**Assignment:**
From the entries below, output the line with "In this exercise you will mark every instance of the chrome" and each following line up to and including the line with "In this exercise you will mark every instance of the red", exactly as written.

**Materials provided:**
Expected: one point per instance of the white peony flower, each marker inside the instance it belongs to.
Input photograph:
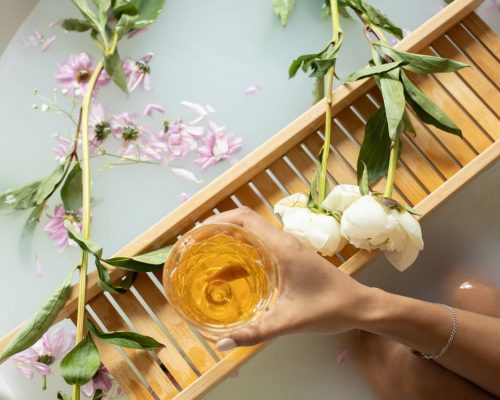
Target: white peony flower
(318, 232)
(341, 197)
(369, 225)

==

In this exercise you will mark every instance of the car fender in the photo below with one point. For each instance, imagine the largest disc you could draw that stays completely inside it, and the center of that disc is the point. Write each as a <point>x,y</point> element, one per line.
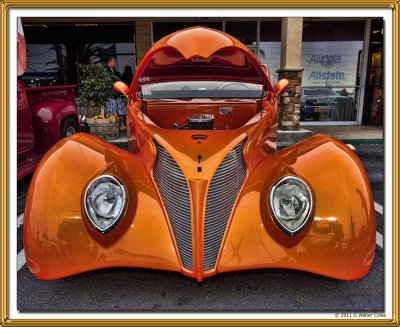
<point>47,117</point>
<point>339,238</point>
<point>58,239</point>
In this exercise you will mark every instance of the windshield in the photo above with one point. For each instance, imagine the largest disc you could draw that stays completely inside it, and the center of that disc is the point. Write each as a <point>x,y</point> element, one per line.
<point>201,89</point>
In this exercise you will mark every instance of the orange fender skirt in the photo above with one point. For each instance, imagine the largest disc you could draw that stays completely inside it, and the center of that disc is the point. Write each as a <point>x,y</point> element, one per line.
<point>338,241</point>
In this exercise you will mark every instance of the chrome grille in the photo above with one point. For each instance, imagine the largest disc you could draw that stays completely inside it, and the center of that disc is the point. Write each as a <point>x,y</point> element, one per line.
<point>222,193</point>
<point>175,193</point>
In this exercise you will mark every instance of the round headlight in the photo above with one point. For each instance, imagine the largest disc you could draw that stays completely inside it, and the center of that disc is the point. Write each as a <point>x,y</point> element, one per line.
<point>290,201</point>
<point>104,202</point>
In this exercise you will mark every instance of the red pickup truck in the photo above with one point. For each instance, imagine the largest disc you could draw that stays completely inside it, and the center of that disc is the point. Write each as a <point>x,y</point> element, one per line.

**Exercise answer:**
In this exercise you will mark every instance of the chrome grille in the photo above with one point. For each instance, imagine the largest disc you could draw that stays completely inside it, and the center of that disc is the point. Write each as a <point>x,y</point> element, one per line.
<point>222,193</point>
<point>175,193</point>
In this exercise you will mark every instance of the round headlight in the photo above with one point. For each instance, imagine the largest disc you could draw that stays completely inside it, and the center of that disc is the point. Write each as a <point>x,y</point> element, one per line.
<point>290,201</point>
<point>104,202</point>
In this exercise you will mark every instance of the red pickup truck in the photo above with one point. For each instance, imagine the largest disc you could draw that stays completely inside it, and the center of that disc is the point. Write each as a <point>x,y</point> element, one per line.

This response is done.